__EXERCISE BRIEF__
Make a verbatim copy of all the records. Skip every image.

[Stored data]

····················

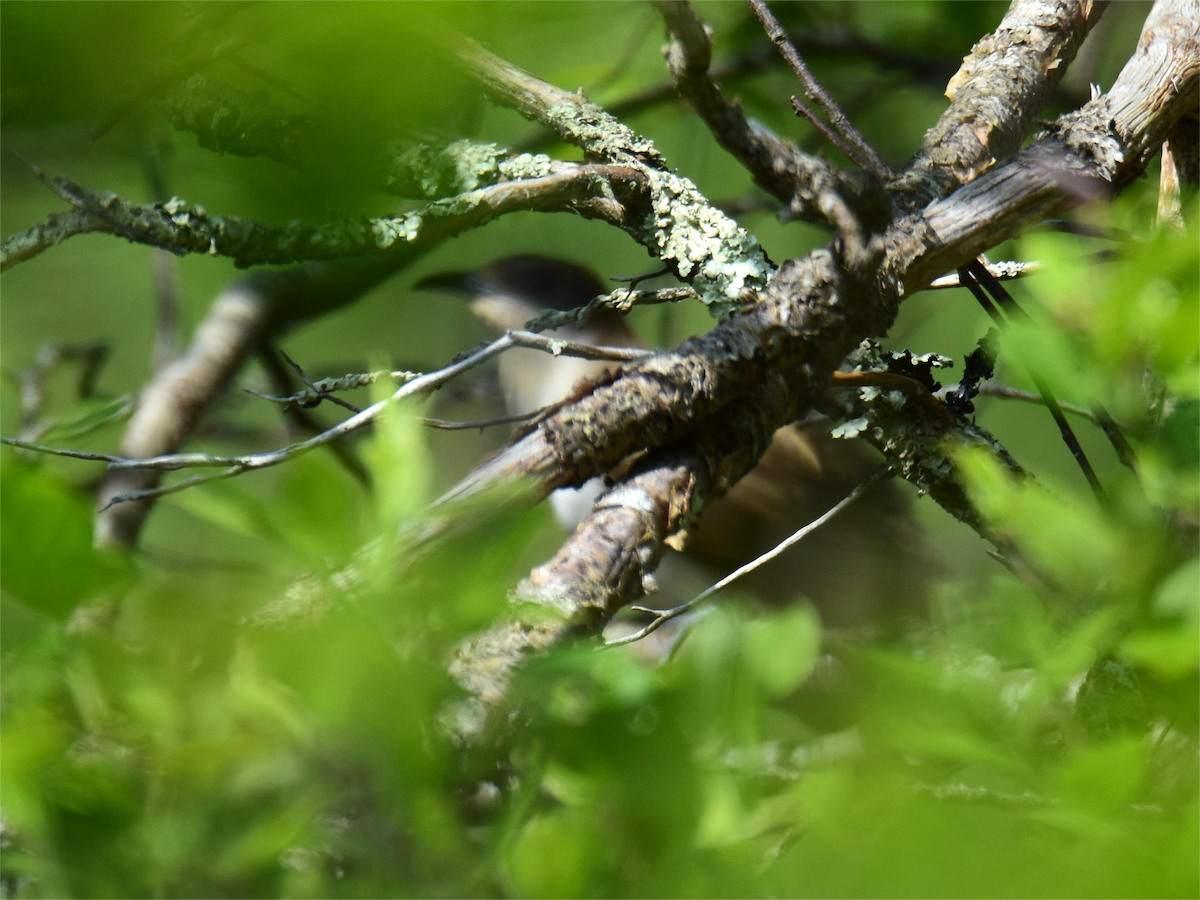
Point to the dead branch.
(1002, 85)
(780, 167)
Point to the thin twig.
(480, 424)
(312, 385)
(1006, 270)
(969, 275)
(1002, 390)
(665, 616)
(311, 396)
(307, 424)
(1108, 425)
(857, 149)
(246, 462)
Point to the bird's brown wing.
(863, 567)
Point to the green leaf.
(46, 556)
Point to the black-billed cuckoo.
(867, 565)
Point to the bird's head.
(508, 292)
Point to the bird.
(867, 568)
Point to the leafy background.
(160, 738)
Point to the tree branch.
(1002, 85)
(778, 166)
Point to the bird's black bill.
(457, 282)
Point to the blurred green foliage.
(163, 736)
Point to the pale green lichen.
(707, 247)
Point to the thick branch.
(816, 311)
(1005, 82)
(184, 228)
(679, 227)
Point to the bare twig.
(319, 391)
(1170, 205)
(621, 300)
(969, 276)
(664, 616)
(237, 465)
(184, 228)
(1002, 390)
(316, 391)
(307, 424)
(855, 144)
(1110, 429)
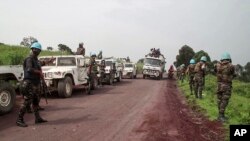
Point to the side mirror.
(81, 63)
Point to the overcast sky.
(124, 28)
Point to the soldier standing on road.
(225, 72)
(182, 72)
(199, 77)
(190, 73)
(102, 71)
(80, 50)
(31, 85)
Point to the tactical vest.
(191, 68)
(94, 66)
(225, 72)
(36, 66)
(198, 69)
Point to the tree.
(238, 70)
(201, 53)
(49, 48)
(64, 48)
(140, 61)
(28, 41)
(247, 68)
(186, 53)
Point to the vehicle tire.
(88, 88)
(110, 80)
(94, 83)
(134, 76)
(7, 98)
(120, 77)
(65, 87)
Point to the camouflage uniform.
(199, 78)
(225, 73)
(102, 71)
(30, 89)
(182, 73)
(190, 72)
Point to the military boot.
(40, 108)
(19, 121)
(222, 118)
(200, 95)
(28, 109)
(196, 95)
(38, 118)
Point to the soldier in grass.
(190, 73)
(31, 85)
(225, 72)
(199, 77)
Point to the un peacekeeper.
(190, 72)
(80, 50)
(225, 72)
(31, 85)
(102, 71)
(199, 77)
(182, 72)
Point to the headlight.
(58, 73)
(157, 73)
(49, 74)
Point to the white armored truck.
(65, 72)
(9, 77)
(129, 70)
(154, 66)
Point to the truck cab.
(129, 70)
(65, 72)
(154, 67)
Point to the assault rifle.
(45, 90)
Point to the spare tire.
(7, 98)
(65, 87)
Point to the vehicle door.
(82, 69)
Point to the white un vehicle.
(65, 72)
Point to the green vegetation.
(139, 67)
(237, 109)
(15, 55)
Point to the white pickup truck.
(67, 71)
(9, 77)
(129, 70)
(112, 65)
(154, 66)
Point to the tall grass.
(15, 55)
(238, 109)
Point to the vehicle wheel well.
(71, 76)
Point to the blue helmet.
(204, 58)
(93, 55)
(225, 56)
(192, 61)
(36, 45)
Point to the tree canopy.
(63, 47)
(185, 54)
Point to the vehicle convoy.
(113, 70)
(9, 76)
(65, 72)
(129, 70)
(154, 65)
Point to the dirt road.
(147, 110)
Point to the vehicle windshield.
(46, 60)
(154, 62)
(66, 61)
(108, 63)
(128, 65)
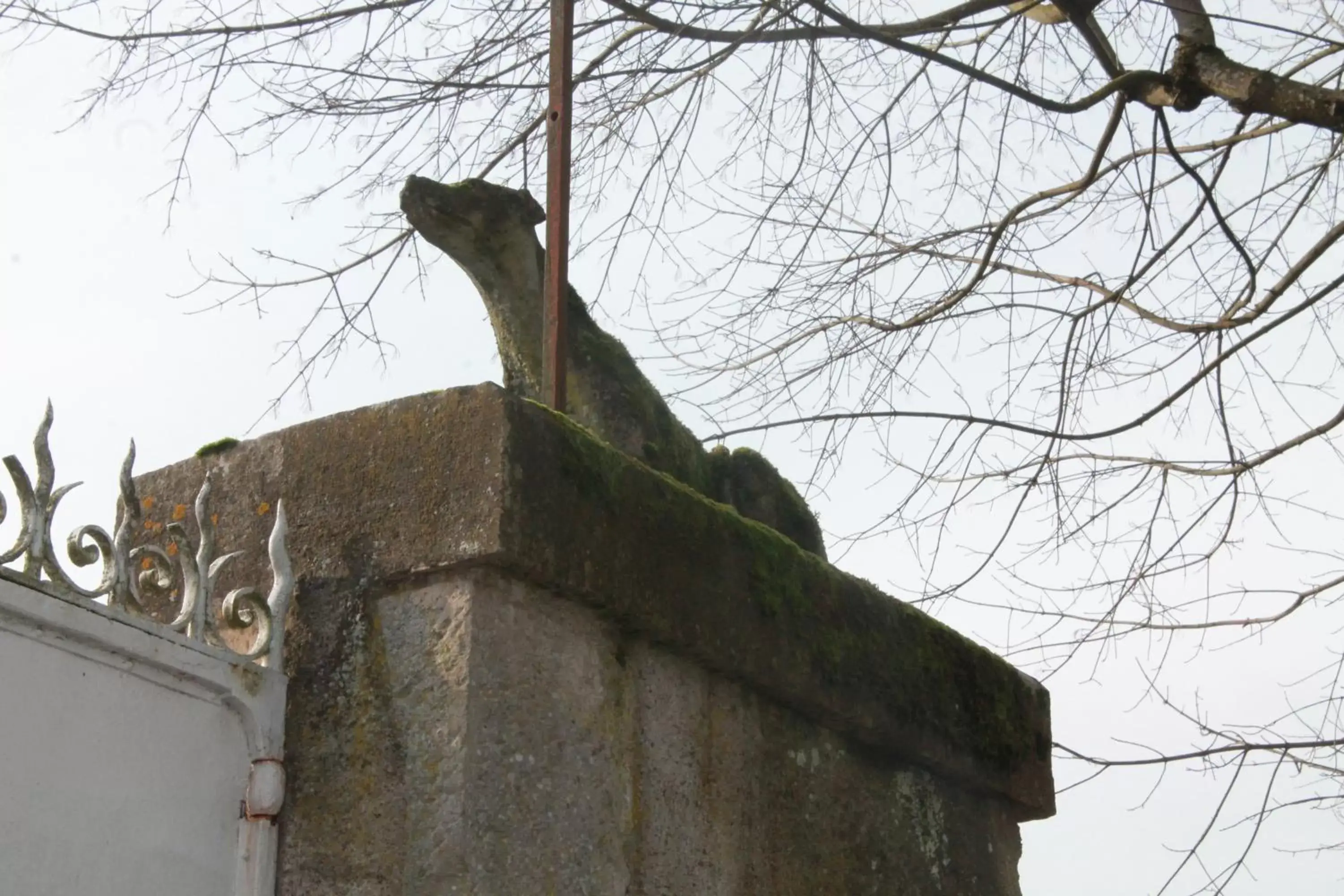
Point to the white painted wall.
(125, 754)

····················

__RESPONSE AREA__
Point to the dead branch.
(1002, 85)
(780, 167)
Point to the thin twig.
(480, 424)
(312, 385)
(1006, 270)
(969, 275)
(1002, 390)
(665, 616)
(311, 396)
(307, 424)
(1108, 425)
(857, 149)
(246, 462)
Point to the bird's brown wing.
(863, 567)
Point to the green leaf.
(46, 556)
Point to the black-billed cuckoo.
(867, 565)
Point to the bird's head.
(508, 292)
Point to the bird.
(867, 568)
Point to the leafy background.
(160, 738)
Point to the tree branch.
(1002, 85)
(778, 166)
Point to the bird's black bill.
(457, 282)
Point to the blurred green foliage.
(163, 736)
Point to the pale green lichen.
(707, 247)
Point to the thick branch.
(816, 311)
(1005, 82)
(184, 228)
(679, 227)
Point to the bare twig.
(319, 391)
(1170, 205)
(621, 300)
(969, 276)
(664, 616)
(237, 465)
(184, 228)
(1002, 390)
(316, 391)
(307, 424)
(855, 144)
(1110, 429)
Point to the side mirror.
(81, 63)
Point to the overcast sky.
(124, 28)
Point to the soldier standing on road.
(225, 72)
(182, 72)
(199, 77)
(190, 73)
(102, 71)
(80, 50)
(31, 85)
Point to the tactical vest.
(191, 68)
(94, 66)
(225, 72)
(36, 66)
(198, 69)
Point to the tree.
(238, 70)
(201, 53)
(49, 48)
(64, 48)
(140, 61)
(28, 41)
(247, 68)
(186, 53)
Point to the vehicle tire.
(88, 88)
(110, 80)
(94, 83)
(134, 76)
(7, 98)
(120, 77)
(65, 87)
Point to the camouflage uniform.
(199, 78)
(225, 73)
(102, 71)
(30, 89)
(182, 73)
(190, 72)
Point to the military boot.
(40, 108)
(19, 121)
(222, 118)
(200, 95)
(28, 109)
(196, 95)
(38, 118)
Point to the soldier in grass.
(190, 73)
(31, 85)
(225, 72)
(199, 77)
Point to the un peacekeeper.
(190, 72)
(80, 50)
(225, 72)
(31, 85)
(102, 71)
(199, 77)
(182, 72)
Point to the headlight.
(58, 73)
(157, 73)
(49, 74)
Point to the white armored truck.
(65, 72)
(9, 77)
(129, 70)
(154, 66)
Point to the truck cab.
(129, 70)
(65, 72)
(154, 67)
Point to the assault rifle.
(45, 90)
Point to the spare tire.
(7, 98)
(65, 87)
Point to the vehicle door.
(82, 69)
Point to the white un vehicle.
(65, 72)
Point to the green vegetation.
(139, 67)
(237, 109)
(15, 55)
Point to the white pickup truck.
(67, 71)
(9, 77)
(129, 70)
(112, 65)
(154, 66)
Point to the tall grass.
(15, 55)
(238, 109)
Point to the vehicle wheel well.
(71, 76)
Point to the blue helmet.
(204, 58)
(93, 55)
(225, 56)
(192, 61)
(36, 45)
Point to the tree canopy.
(63, 47)
(185, 54)
Point to the vehicle convoy.
(113, 70)
(9, 76)
(65, 72)
(129, 70)
(154, 65)
Point to the dirt road.
(147, 110)
Point to the vehicle windshield.
(46, 60)
(154, 62)
(66, 61)
(108, 63)
(128, 65)
Point to the white painted wall.
(125, 754)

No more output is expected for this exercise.